--- Begin GIVEN PASSAGE ---

This is the third article in what has become a series reviewing NoPress opening strategy. M J Yatchman penned the first article which appeared in the S1998M issue of The Pouch. Those who read my own article know that I found myself in disagreement with Yachtman on a few points, and from e-mail correspondences, I realised that I wasn't alone in my reaction. So I wrote the second article in the series rebutting some of his assertions. It was published in the S1998R issue of The Pouch.
Since then I've received a number of emails from people, all of whom have basically said, "I'm glad you took the time to write something like that. I felt the same way as you when I read the original article, and was going to write something myself, but never got around to it. Here are some other points you might like to consider for your second article...." Consequently, many of the points in the following article are the result of direct contributions from others, or from discussions I've had with others. A list of credits follows this article.
One of the most insightful points raised by those who have commented to me about the articles was this:
Moving to the channel will likely destroy any chance of working with France -- unless of course you bounce, in which case the mutual admiration may allow other factors to come into play.
In summary for Spring, 1901:
F LON-ENG (a must move!)
F EDI-NTH (or NWG)

--- End GIVEN PASSAGE ---

> JOB 1:
Transcribe the article on NoPress opening strategy, starting with "This is the" and going on through "S1998R issue of The Pouch.".
> JOB 2:
According to the article on NoPress opening strategy, in which issue of The Pouch did the first article in the series appear?
> JOB 3:
Resume the article on NoPress opening strategy from the point where it stops.
The data that comes next has no role in this work.

--- Begin DATASET EXTRACT ---

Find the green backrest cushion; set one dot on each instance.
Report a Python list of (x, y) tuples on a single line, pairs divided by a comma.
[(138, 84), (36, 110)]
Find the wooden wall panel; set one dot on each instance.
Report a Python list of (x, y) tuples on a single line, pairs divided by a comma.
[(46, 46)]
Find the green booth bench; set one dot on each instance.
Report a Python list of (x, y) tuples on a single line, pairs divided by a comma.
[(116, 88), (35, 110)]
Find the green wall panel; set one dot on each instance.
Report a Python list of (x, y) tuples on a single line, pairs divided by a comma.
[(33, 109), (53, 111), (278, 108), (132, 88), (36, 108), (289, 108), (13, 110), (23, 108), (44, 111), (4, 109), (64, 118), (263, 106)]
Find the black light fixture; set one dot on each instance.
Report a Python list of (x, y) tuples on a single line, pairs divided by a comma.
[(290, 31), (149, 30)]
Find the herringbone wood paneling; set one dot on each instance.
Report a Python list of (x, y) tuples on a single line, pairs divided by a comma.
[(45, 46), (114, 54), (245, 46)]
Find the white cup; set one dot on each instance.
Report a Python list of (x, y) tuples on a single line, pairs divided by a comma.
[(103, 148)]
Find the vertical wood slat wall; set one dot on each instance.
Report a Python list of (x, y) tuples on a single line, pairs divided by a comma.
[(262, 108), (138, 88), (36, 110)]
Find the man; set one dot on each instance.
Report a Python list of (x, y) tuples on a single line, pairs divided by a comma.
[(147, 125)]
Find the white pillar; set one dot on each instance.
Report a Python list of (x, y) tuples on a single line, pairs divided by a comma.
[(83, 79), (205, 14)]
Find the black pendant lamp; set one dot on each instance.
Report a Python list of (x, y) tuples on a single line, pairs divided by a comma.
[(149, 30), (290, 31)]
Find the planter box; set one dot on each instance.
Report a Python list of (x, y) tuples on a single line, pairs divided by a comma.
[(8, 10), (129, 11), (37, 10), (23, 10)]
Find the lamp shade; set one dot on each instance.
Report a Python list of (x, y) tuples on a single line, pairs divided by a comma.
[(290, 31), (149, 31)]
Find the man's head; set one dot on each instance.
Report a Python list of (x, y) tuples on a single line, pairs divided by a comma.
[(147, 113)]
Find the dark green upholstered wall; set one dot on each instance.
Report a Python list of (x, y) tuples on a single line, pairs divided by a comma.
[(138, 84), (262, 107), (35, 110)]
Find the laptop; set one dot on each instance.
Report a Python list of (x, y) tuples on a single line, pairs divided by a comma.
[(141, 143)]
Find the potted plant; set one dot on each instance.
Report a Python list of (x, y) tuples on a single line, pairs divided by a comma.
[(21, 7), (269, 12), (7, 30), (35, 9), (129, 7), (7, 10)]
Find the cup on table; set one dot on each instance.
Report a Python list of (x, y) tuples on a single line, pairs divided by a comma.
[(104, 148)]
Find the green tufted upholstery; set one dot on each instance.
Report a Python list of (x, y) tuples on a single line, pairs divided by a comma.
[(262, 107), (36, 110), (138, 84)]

--- End DATASET EXTRACT ---

> WRITTEN REPLY 1:
This is the third article in what has become a series reviewing NoPress opening strategy. M J Yatchman penned the first article which appeared in the S1998M issue of The Pouch. Those who read my own article know that I found myself in disagreement with Yachtman on a few points, and from e-mail correspondences, I realised that I wasn't alone in my reaction. So I wrote the second article in the series rebutting some of his assertions. It was published in the S1998R issue of The Pouch.

> WRITTEN REPLY 2:
The first article appeared in the S1998M issue of The Pouch.

> WRITTEN REPLY 3:
M J Yatchman says of German openings:
My friend continued his line of thought looking at the relationship in the early years of a NoPress game between Austria and Italy: "...Likewise, as Austria, never build a second fleet unless you are going after Italy, because the chances of him attacking you if you do build it are almost certain. It does not matter the tactical importance of the unit, don't build it unless you're attacking Italy. In a press game you can say, "look we need it, you have no builds, and we must get extra fleets to attack Turkey as soon as possible, otherwise we will get nowhere." You can explain your plan in detail, and Italy may come around to your line of reasoning, and see that it's the best thing to do. In NoPress, though, you can't explain yourself, so Italy sees the build, assumes the worst, and then attacks. You don't need this enemy, so don't build that second fleet unless you're going to go to war with Italy...you'll be going to war whether you like it or not if you do build it."
The point is, if you do something in the early years of a NoPress game that another player might construe as a sign of aggression, then they will construe it that way, and you will have gained yourself an enemy. Because you can't talk and explain in NoPress you opponents are forced to assume the worst of your intentions, because as M J Yatchman correctly pointed out: "In no-press if you show any sign of weakness everyone will jump on you like vultures!".
My friend continues his lesson, this time illustrating a classic opening game trap for French players to avoid: "As France, never try a dummy move to the Mediterranean before attacking England. I have seen this in both Press and NoPress games. In Press games it's fine, as France can tell Italy it's a feint, designed to catch England off guard. France may have a fleet in WME, and one in GOL, and another in SPA/sc, but his intention is to lull England into a false sense of security, and thus get England to commit to a northern campaign, safe in the (erroneous) knowledge that he is safe from an attack by France. Once England is overcommitted in the north, France can then stab with a move to IRI, and a convoy to the open Liverpool. The attack on England after this sort of dummy to the Mediterranean is almost always successful (if timed right). But in NoPress, Italy can not be told that the move is a fake, and that the fleets will all be gone next season. Instead, Italy is forced to move to defend, and once his units have been redeployed away from the potential gains in the east, Italy then naturally attacks France, as France has given him a reason to attack... ("The fleets are moving that direction, why should they not continue that way?" reasons Italy). So the dummy fools England, and leads to a successful French attack on Liverpool, but it also fools Italy, who attacks France, and who continues to attack, even after he has realised that it was only a dummy, and not a real attack."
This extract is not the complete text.